Work instructions:
Every line of the records below from the line with "airliner in the photo above." up to and including the line with "marking in the photo above." must be reproduced exactly, and no line outside that range.

Point-per-instance localization data
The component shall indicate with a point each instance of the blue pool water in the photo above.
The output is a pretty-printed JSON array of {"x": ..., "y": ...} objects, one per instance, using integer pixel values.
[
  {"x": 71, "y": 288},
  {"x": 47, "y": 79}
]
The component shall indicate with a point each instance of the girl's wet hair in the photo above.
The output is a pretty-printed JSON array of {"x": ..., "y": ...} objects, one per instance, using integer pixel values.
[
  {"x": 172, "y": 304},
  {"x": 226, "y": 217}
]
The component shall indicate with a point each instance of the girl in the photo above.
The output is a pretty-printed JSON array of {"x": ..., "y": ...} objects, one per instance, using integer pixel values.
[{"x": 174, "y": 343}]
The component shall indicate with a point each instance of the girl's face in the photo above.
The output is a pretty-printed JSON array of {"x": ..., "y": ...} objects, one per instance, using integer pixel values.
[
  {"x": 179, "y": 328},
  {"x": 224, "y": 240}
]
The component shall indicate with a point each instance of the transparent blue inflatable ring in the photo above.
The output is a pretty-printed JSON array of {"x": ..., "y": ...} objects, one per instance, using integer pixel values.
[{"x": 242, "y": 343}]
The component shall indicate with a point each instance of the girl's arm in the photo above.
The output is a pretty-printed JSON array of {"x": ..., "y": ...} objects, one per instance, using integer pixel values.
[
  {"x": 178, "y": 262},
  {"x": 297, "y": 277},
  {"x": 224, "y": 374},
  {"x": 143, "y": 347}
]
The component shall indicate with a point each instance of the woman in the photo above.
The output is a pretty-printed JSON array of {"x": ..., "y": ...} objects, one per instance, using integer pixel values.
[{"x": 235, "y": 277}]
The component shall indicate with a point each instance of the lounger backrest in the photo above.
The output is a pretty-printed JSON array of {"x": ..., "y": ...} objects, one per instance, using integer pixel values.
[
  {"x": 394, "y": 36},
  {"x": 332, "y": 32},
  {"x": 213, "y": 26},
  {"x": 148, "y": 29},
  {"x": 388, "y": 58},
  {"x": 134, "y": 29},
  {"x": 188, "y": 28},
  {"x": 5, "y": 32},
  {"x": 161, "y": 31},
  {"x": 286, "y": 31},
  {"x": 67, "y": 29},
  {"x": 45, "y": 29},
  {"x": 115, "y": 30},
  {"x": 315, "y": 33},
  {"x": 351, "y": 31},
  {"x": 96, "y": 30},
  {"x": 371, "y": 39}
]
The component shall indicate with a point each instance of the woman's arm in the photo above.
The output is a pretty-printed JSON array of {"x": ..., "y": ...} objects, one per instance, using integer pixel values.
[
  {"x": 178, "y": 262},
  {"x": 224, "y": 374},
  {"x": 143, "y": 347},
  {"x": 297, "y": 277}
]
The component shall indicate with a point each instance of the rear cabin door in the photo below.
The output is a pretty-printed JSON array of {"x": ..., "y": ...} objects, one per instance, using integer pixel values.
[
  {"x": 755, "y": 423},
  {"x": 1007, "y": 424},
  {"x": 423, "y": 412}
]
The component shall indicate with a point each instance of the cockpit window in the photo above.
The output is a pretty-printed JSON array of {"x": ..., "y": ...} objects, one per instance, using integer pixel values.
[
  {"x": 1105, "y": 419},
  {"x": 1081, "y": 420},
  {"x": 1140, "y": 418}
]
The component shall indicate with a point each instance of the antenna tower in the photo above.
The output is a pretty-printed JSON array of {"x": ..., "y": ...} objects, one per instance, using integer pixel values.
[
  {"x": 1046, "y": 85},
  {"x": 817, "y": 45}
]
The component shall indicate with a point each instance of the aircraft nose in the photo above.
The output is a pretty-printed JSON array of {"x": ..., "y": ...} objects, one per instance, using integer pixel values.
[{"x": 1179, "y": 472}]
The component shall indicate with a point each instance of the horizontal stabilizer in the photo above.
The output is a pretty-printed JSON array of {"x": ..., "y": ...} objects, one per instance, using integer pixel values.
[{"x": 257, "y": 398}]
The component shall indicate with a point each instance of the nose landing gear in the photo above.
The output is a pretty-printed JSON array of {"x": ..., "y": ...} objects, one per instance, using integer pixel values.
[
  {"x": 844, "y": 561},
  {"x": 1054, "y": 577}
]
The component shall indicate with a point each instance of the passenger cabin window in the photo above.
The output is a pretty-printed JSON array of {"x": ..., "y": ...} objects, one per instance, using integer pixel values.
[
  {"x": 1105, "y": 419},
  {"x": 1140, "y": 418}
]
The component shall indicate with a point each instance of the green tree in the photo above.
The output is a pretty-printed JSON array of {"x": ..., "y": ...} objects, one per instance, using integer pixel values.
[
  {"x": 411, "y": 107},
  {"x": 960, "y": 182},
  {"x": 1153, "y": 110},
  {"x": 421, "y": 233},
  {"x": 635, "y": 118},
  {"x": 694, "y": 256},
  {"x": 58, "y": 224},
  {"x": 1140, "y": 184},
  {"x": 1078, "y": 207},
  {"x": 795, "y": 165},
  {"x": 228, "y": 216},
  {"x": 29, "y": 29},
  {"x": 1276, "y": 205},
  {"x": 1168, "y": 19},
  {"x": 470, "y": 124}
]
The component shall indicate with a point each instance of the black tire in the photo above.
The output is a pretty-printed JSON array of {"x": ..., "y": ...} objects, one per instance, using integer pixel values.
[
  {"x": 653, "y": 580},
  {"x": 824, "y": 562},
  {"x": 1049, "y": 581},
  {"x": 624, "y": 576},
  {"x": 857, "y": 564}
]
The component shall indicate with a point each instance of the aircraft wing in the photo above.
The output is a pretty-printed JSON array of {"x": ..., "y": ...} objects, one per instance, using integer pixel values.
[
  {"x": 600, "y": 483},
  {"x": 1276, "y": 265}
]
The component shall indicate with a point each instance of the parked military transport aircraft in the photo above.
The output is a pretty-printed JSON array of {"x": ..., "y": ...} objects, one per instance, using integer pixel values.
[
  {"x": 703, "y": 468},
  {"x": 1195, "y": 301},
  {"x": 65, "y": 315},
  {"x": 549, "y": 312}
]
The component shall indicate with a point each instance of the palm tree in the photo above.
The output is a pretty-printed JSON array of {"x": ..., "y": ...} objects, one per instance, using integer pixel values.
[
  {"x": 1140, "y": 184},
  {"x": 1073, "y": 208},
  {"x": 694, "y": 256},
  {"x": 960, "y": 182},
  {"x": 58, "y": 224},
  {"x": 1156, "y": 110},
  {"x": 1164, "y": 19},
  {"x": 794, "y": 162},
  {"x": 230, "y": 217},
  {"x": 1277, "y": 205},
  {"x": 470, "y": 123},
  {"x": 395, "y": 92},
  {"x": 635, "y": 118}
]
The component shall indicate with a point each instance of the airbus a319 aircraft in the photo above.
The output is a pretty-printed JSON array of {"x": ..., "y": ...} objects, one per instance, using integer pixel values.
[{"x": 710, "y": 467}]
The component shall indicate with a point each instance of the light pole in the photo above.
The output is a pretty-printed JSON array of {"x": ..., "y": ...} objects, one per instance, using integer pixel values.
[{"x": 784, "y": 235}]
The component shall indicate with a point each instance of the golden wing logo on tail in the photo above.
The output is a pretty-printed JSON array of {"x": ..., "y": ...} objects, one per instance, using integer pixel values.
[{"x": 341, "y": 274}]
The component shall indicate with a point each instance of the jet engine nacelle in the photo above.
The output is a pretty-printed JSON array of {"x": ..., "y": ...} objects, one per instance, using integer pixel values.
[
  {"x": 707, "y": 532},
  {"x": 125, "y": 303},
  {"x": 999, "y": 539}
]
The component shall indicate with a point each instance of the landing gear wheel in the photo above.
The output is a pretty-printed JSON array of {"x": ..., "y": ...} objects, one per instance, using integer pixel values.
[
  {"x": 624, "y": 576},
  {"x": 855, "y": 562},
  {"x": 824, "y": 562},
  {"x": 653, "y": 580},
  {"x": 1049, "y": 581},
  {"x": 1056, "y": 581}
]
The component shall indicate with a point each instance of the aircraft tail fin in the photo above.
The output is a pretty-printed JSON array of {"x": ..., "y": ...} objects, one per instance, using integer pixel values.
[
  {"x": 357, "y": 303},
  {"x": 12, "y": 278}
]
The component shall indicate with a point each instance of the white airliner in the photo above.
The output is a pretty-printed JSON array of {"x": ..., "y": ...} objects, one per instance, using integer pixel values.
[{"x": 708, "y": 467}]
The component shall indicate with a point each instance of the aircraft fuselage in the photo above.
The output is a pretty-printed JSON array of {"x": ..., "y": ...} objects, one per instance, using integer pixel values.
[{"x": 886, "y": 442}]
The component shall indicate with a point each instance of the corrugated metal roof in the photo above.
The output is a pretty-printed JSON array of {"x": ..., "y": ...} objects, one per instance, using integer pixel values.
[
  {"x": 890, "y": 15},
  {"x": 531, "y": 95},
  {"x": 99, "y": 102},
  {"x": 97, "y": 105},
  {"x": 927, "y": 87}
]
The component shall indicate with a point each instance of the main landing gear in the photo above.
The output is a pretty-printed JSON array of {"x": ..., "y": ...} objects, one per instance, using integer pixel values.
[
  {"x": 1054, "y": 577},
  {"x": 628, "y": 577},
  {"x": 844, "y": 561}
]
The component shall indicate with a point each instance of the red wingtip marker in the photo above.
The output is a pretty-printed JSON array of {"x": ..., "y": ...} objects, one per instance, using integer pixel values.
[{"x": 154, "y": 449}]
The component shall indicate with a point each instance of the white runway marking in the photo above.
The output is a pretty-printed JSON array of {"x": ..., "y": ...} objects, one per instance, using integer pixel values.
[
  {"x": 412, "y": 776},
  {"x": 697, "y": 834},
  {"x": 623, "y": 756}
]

Solution:
The component shall indicate with a point each instance of the white airliner in the photo above.
The output is a pretty-printed JSON array of {"x": ..., "y": ...} objects, one per instance, using integer pixel values.
[{"x": 708, "y": 467}]
The component shall indicate with a point each instance of the aircraft fuselage in the photo above.
The output is a pretty-printed JSON array of {"x": ..., "y": ...} objects, one per instance, using integer pixel values.
[{"x": 886, "y": 442}]
The component shall indicate with a point each instance of the corrugated metal roof in the photo above.
The output is a pretty-printed JSON array of {"x": ..., "y": ...} objects, one per instance, using integer pixel values.
[
  {"x": 890, "y": 15},
  {"x": 531, "y": 95},
  {"x": 99, "y": 102},
  {"x": 97, "y": 105},
  {"x": 927, "y": 87}
]
The component shall indicate with a point each instance of the main landing gear in the photo above.
The output is a pretty-printed JSON array of {"x": ..., "y": ...} objects, one per instance, using integer pixel values.
[
  {"x": 1054, "y": 577},
  {"x": 628, "y": 577},
  {"x": 844, "y": 561}
]
The component shall indicate with a point each instance of the red wingtip marker in the photo above.
The output is a pretty-printed JSON array of {"x": ..., "y": ...} objects, one per instance, using integer pixel values.
[{"x": 154, "y": 449}]
The component shall indicate with a point each instance of the white runway marking in the photo above.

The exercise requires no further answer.